_What needs to be done_: Exactly as they appear, set down all of the records.

_Material for this task_:
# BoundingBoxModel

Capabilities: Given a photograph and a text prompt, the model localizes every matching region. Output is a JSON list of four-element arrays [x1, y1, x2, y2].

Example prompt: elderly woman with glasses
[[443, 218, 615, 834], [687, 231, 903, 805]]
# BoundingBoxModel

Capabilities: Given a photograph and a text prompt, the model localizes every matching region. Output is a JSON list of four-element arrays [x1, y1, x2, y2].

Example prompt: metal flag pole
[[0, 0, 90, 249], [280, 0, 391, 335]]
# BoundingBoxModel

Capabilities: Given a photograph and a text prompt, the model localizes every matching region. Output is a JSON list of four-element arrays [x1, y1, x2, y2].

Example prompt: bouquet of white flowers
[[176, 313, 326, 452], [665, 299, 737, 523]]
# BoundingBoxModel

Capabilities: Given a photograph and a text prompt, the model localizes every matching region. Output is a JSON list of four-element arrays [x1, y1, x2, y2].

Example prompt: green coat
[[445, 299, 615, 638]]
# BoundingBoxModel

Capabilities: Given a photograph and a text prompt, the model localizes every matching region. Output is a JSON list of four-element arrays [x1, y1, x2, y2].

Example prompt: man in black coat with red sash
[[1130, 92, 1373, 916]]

_The completed task_:
# BoundingBoxModel

Capabilities: Given a photograph and a text prompt, the model localizes every matching region. Output is a JSON list of four-element arrays [x1, y1, x2, y2].

Example prompt: elderly woman with glasses
[[443, 218, 615, 834], [687, 231, 903, 805]]
# BoundingBoxModel

Capabilities: Given a photograph and a text prompt, the model localizes every matching region. Output is a JSON list of four-element arrays [x1, y1, x2, y2].

Example prompt: metal flag pole
[[0, 0, 90, 249], [280, 0, 391, 335]]
# BoundingBoxModel

Capabilities: Given a photograph and a text prompt, the model localizes every matching region. Output is a JSON list of four-element arrays [x1, y1, x2, y2].

Example prompt: bouquet of white flowers
[[176, 313, 326, 452], [665, 299, 737, 523]]
# BoundingBoxModel

Capabilities: Given a photograph and a text prompt, the model localizes every matching region. Output is a JSON list of four-element arrays [x1, y1, x2, y2].

Example prompt: green coat
[[445, 299, 615, 638]]
# BoundingBoxModel

Capabilities: Given a photograph and a text prompt, the model localizes every matching region. Output is a JSON list of four-element arrays [x1, y1, x2, y2].

Example prompt: man in black coat with red sash
[[1130, 92, 1373, 916]]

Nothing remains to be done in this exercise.